Ante cualquier acontecimiento, de la clase que sea, la Unión Europea actúa como una potencia económica, moral y aun espiritual. Frente a los adversarios designados, entre ellos China y Rusia, reivindica su soberanía y los valores que se siente en la obligación de defender en el mundo. Una postura que esconde mal un sometimiento creciente respecto de Estados Unidos.

Un año después del ataque a Ucrania por parte de Rusia, el nuevo paisaje ideológico europeo comienza a dibujarse. La agresión llevada a cabo por el Kremlin y el compromiso total de las autoridades políticas y de los medios de comunicación del viejo continente en apoyo al gobierno ucraniano liberaron un acervo intelectual común, escondido hasta ahora detrás de las fórmulas estereotipadas de los dirigentes de la eurocracia que preconizan el multilateralismo y los derechos humanos. La movilización militar y presupuestaria decidida por el conjunto de los países europeos, y en particular por Alemania, sin precedentes desde el fin de la Guerra Fría, converge hacia un objetivo enunciado el 14 de setiembre pasado en Estrasburgo por la presidenta de la Unión Europea (UE), Ursula von der Leyen: formar un “pacto para la defensa de la democracia” contra las potencias autoritarias que Rusia o China encarnan. El ataque contra Ucrania, explica Von der Leyen, “es una guerra contra nuestra energía, una guerra contra nuestra economía, una guerra contra nuestros valores y una guerra contra nuestro futuro. Se trata de la autocracia contra la democracia”. Así, las líneas de la nueva ideología europea se van esclareciendo: toman la forma de un neonacionalismo moral y de una afirmación de soberanía que, de modo paradojal, siguen estando marcados por una creciente dependencia de Estados Unidos.

▸ Información mostrada:
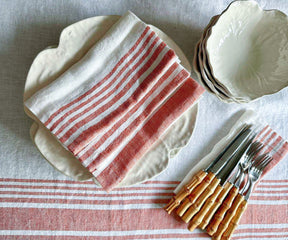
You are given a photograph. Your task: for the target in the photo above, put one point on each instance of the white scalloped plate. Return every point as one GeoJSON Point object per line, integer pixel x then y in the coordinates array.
{"type": "Point", "coordinates": [75, 41]}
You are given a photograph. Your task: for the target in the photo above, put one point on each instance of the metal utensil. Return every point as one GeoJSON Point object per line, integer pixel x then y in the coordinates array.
{"type": "Point", "coordinates": [214, 169]}
{"type": "Point", "coordinates": [197, 179]}
{"type": "Point", "coordinates": [236, 181]}
{"type": "Point", "coordinates": [223, 176]}
{"type": "Point", "coordinates": [230, 222]}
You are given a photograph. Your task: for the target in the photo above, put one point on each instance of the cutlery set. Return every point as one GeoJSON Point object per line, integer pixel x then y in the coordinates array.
{"type": "Point", "coordinates": [216, 197]}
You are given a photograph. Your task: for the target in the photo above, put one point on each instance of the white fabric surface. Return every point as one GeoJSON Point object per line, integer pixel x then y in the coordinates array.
{"type": "Point", "coordinates": [27, 27]}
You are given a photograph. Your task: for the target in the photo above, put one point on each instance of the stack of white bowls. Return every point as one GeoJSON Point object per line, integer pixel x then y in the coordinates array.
{"type": "Point", "coordinates": [243, 53]}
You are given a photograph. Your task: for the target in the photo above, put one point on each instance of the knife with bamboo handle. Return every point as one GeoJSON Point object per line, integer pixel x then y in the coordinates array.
{"type": "Point", "coordinates": [230, 222]}
{"type": "Point", "coordinates": [214, 170]}
{"type": "Point", "coordinates": [201, 177]}
{"type": "Point", "coordinates": [225, 206]}
{"type": "Point", "coordinates": [214, 190]}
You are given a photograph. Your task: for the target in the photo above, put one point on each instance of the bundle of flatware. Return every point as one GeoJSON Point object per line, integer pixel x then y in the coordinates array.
{"type": "Point", "coordinates": [216, 197]}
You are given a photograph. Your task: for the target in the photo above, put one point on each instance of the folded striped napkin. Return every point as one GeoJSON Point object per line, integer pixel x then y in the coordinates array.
{"type": "Point", "coordinates": [110, 107]}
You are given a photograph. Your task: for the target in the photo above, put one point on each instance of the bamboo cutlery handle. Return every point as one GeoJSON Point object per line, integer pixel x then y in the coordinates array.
{"type": "Point", "coordinates": [229, 215]}
{"type": "Point", "coordinates": [235, 220]}
{"type": "Point", "coordinates": [198, 218]}
{"type": "Point", "coordinates": [196, 206]}
{"type": "Point", "coordinates": [218, 217]}
{"type": "Point", "coordinates": [195, 194]}
{"type": "Point", "coordinates": [186, 190]}
{"type": "Point", "coordinates": [215, 206]}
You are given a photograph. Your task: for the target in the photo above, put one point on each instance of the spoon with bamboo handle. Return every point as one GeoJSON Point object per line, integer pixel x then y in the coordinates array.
{"type": "Point", "coordinates": [215, 204]}
{"type": "Point", "coordinates": [199, 178]}
{"type": "Point", "coordinates": [241, 200]}
{"type": "Point", "coordinates": [237, 179]}
{"type": "Point", "coordinates": [224, 175]}
{"type": "Point", "coordinates": [215, 188]}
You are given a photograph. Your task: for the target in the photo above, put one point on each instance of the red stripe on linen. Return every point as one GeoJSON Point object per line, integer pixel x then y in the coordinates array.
{"type": "Point", "coordinates": [190, 236]}
{"type": "Point", "coordinates": [103, 80]}
{"type": "Point", "coordinates": [178, 103]}
{"type": "Point", "coordinates": [133, 110]}
{"type": "Point", "coordinates": [119, 95]}
{"type": "Point", "coordinates": [92, 183]}
{"type": "Point", "coordinates": [34, 180]}
{"type": "Point", "coordinates": [284, 237]}
{"type": "Point", "coordinates": [110, 202]}
{"type": "Point", "coordinates": [86, 188]}
{"type": "Point", "coordinates": [126, 66]}
{"type": "Point", "coordinates": [136, 100]}
{"type": "Point", "coordinates": [88, 132]}
{"type": "Point", "coordinates": [89, 194]}
{"type": "Point", "coordinates": [115, 201]}
{"type": "Point", "coordinates": [118, 220]}
{"type": "Point", "coordinates": [155, 103]}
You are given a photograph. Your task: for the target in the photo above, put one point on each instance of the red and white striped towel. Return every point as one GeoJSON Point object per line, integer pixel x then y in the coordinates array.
{"type": "Point", "coordinates": [273, 143]}
{"type": "Point", "coordinates": [111, 106]}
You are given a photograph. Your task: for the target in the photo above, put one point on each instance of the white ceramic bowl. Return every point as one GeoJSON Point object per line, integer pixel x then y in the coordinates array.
{"type": "Point", "coordinates": [247, 50]}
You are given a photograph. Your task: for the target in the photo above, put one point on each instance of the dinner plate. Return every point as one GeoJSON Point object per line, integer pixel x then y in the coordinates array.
{"type": "Point", "coordinates": [75, 41]}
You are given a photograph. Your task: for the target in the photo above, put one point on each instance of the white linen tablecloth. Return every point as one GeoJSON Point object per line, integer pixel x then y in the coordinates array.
{"type": "Point", "coordinates": [37, 202]}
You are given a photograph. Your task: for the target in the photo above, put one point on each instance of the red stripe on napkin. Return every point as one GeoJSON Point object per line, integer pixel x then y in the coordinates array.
{"type": "Point", "coordinates": [103, 80]}
{"type": "Point", "coordinates": [180, 78]}
{"type": "Point", "coordinates": [97, 94]}
{"type": "Point", "coordinates": [181, 100]}
{"type": "Point", "coordinates": [87, 135]}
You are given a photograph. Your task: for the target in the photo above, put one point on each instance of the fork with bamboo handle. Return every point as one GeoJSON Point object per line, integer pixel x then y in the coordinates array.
{"type": "Point", "coordinates": [186, 190]}
{"type": "Point", "coordinates": [215, 188]}
{"type": "Point", "coordinates": [237, 180]}
{"type": "Point", "coordinates": [229, 225]}
{"type": "Point", "coordinates": [196, 206]}
{"type": "Point", "coordinates": [199, 177]}
{"type": "Point", "coordinates": [214, 205]}
{"type": "Point", "coordinates": [234, 147]}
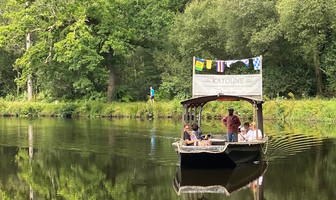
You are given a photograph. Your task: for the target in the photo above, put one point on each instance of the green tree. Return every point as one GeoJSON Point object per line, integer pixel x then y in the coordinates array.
{"type": "Point", "coordinates": [307, 25]}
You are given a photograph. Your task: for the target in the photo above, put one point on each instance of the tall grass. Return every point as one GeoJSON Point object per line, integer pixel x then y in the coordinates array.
{"type": "Point", "coordinates": [280, 109]}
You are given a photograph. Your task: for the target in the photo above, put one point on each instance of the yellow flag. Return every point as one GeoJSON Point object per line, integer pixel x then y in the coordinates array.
{"type": "Point", "coordinates": [209, 63]}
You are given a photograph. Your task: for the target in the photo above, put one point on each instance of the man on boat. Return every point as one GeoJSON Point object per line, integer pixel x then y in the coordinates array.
{"type": "Point", "coordinates": [232, 122]}
{"type": "Point", "coordinates": [252, 133]}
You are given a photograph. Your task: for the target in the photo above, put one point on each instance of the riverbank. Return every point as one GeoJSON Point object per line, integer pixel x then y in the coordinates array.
{"type": "Point", "coordinates": [278, 109]}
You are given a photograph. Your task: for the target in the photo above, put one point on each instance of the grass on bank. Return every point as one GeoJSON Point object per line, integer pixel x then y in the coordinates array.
{"type": "Point", "coordinates": [280, 109]}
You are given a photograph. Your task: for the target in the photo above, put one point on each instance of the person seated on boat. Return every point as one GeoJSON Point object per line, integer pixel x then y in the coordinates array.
{"type": "Point", "coordinates": [243, 132]}
{"type": "Point", "coordinates": [189, 137]}
{"type": "Point", "coordinates": [252, 133]}
{"type": "Point", "coordinates": [198, 133]}
{"type": "Point", "coordinates": [232, 122]}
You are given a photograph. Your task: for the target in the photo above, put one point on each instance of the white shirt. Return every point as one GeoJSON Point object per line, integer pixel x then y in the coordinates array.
{"type": "Point", "coordinates": [251, 135]}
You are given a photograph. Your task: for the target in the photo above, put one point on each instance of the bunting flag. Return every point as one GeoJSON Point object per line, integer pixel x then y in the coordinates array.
{"type": "Point", "coordinates": [256, 63]}
{"type": "Point", "coordinates": [220, 66]}
{"type": "Point", "coordinates": [209, 64]}
{"type": "Point", "coordinates": [199, 64]}
{"type": "Point", "coordinates": [230, 62]}
{"type": "Point", "coordinates": [245, 61]}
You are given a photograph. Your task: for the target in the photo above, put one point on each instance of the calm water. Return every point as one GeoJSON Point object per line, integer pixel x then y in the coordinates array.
{"type": "Point", "coordinates": [133, 159]}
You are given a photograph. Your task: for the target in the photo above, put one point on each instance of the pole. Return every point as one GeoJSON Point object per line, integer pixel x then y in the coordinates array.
{"type": "Point", "coordinates": [193, 89]}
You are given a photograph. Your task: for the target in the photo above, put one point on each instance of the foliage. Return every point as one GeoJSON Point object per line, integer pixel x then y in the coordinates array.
{"type": "Point", "coordinates": [79, 48]}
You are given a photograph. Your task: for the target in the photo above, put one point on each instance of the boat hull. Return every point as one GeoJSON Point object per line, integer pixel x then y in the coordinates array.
{"type": "Point", "coordinates": [228, 155]}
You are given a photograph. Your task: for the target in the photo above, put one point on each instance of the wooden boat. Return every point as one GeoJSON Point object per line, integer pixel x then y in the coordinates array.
{"type": "Point", "coordinates": [221, 153]}
{"type": "Point", "coordinates": [223, 181]}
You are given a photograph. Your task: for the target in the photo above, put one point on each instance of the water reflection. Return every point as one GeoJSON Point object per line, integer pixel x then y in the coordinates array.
{"type": "Point", "coordinates": [192, 183]}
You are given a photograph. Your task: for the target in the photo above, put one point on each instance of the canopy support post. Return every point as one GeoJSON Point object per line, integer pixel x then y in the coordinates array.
{"type": "Point", "coordinates": [260, 123]}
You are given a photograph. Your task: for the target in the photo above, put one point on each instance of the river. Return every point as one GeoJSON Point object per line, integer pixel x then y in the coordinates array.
{"type": "Point", "coordinates": [48, 158]}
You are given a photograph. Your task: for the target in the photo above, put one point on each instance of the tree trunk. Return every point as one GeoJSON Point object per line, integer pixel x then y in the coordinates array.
{"type": "Point", "coordinates": [111, 84]}
{"type": "Point", "coordinates": [29, 81]}
{"type": "Point", "coordinates": [318, 74]}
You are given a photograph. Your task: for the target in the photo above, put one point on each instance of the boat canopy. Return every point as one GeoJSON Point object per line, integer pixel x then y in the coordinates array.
{"type": "Point", "coordinates": [201, 101]}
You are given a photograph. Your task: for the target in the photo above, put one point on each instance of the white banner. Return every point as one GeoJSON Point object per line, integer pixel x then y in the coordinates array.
{"type": "Point", "coordinates": [235, 85]}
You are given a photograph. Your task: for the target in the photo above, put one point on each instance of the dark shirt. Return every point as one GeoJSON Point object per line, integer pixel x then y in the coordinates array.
{"type": "Point", "coordinates": [232, 123]}
{"type": "Point", "coordinates": [186, 136]}
{"type": "Point", "coordinates": [198, 134]}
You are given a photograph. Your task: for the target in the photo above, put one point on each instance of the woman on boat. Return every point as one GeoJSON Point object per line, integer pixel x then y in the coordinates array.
{"type": "Point", "coordinates": [191, 139]}
{"type": "Point", "coordinates": [232, 122]}
{"type": "Point", "coordinates": [252, 133]}
{"type": "Point", "coordinates": [198, 133]}
{"type": "Point", "coordinates": [188, 136]}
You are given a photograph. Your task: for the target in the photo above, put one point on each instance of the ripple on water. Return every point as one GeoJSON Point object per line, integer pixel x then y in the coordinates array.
{"type": "Point", "coordinates": [283, 145]}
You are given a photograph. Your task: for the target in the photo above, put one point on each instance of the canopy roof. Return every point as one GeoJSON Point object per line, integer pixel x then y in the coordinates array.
{"type": "Point", "coordinates": [200, 101]}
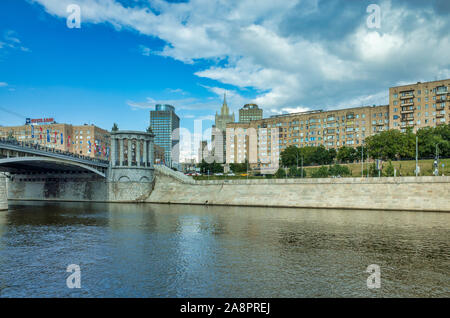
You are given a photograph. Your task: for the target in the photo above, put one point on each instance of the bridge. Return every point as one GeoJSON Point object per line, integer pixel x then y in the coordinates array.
{"type": "Point", "coordinates": [35, 172]}
{"type": "Point", "coordinates": [26, 159]}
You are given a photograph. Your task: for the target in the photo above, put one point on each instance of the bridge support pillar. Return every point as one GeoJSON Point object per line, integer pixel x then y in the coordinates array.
{"type": "Point", "coordinates": [3, 193]}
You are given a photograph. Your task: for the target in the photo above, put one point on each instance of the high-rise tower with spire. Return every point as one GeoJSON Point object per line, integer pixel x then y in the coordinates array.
{"type": "Point", "coordinates": [219, 131]}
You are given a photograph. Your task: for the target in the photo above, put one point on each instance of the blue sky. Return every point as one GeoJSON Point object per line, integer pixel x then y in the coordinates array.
{"type": "Point", "coordinates": [287, 56]}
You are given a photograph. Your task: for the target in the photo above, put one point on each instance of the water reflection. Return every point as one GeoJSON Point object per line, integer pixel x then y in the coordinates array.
{"type": "Point", "coordinates": [148, 250]}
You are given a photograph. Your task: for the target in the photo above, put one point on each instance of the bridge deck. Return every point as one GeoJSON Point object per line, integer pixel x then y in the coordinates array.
{"type": "Point", "coordinates": [36, 150]}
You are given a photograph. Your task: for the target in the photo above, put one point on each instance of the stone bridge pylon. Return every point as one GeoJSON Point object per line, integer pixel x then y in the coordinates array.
{"type": "Point", "coordinates": [36, 173]}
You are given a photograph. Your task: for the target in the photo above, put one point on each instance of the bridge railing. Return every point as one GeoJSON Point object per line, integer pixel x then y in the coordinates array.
{"type": "Point", "coordinates": [33, 146]}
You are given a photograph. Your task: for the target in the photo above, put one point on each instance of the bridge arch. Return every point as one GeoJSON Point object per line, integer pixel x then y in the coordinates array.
{"type": "Point", "coordinates": [27, 163]}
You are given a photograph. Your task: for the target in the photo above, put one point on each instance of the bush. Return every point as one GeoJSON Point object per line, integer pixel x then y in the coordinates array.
{"type": "Point", "coordinates": [322, 172]}
{"type": "Point", "coordinates": [281, 173]}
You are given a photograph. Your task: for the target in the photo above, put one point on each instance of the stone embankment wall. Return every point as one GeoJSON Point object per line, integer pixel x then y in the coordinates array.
{"type": "Point", "coordinates": [3, 193]}
{"type": "Point", "coordinates": [405, 193]}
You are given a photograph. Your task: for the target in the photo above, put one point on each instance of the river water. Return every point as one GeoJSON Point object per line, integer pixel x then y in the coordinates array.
{"type": "Point", "coordinates": [146, 250]}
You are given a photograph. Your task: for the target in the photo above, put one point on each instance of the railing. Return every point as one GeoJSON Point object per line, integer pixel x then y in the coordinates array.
{"type": "Point", "coordinates": [36, 147]}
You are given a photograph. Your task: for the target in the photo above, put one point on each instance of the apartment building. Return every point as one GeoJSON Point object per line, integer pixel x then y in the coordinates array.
{"type": "Point", "coordinates": [419, 105]}
{"type": "Point", "coordinates": [263, 140]}
{"type": "Point", "coordinates": [250, 112]}
{"type": "Point", "coordinates": [86, 140]}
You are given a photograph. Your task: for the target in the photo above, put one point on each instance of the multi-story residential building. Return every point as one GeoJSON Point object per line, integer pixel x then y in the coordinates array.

▸ Consigna A: Convierte en una lista breve el párrafo del texto de la página que empieza con «Un año después del ataque». Conserva sus datos principales.
▸ Consigna B: Según el texto de la página, ¿en qué ciudad enunció Ursula von der Leyen el objetivo de formar un «pacto para la defensa de la democracia»?
Las líneas provienen de otra fuente.

▸ Resultado correcto A:
- Un año después del ataque de Rusia a Ucrania, comienza a dibujarse un nuevo paisaje ideológico europeo.
- La agresión del Kremlin y el apoyo total de las autoridades políticas y los medios europeos al gobierno ucraniano liberaron un acervo intelectual común. Hasta entonces, ese acervo estaba oculto tras las fórmulas de la eurocracia sobre multilateralismo y derechos humanos.
- Los países europeos, en particular Alemania, decidieron una movilización militar y presupuestaria sin precedentes desde el fin de la Guerra Fría.
- Esa movilización apunta al objetivo que enunció Ursula von der Leyen el 14 de setiembre en Estrasburgo: formar un «pacto para la defensa de la democracia» contra potencias autoritarias como Rusia o China.
- Según Von der Leyen, el ataque es una guerra contra la energía, la economía, los valores y el futuro europeos, y enfrenta la autocracia con la democracia.
- La nueva ideología europea toma la forma de un neonacionalismo moral y de una afirmación de soberanía. Paradójicamente, ambos siguen marcados por una creciente dependencia de Estados Unidos.

▸ Resultado correcto B: En Estrasburgo.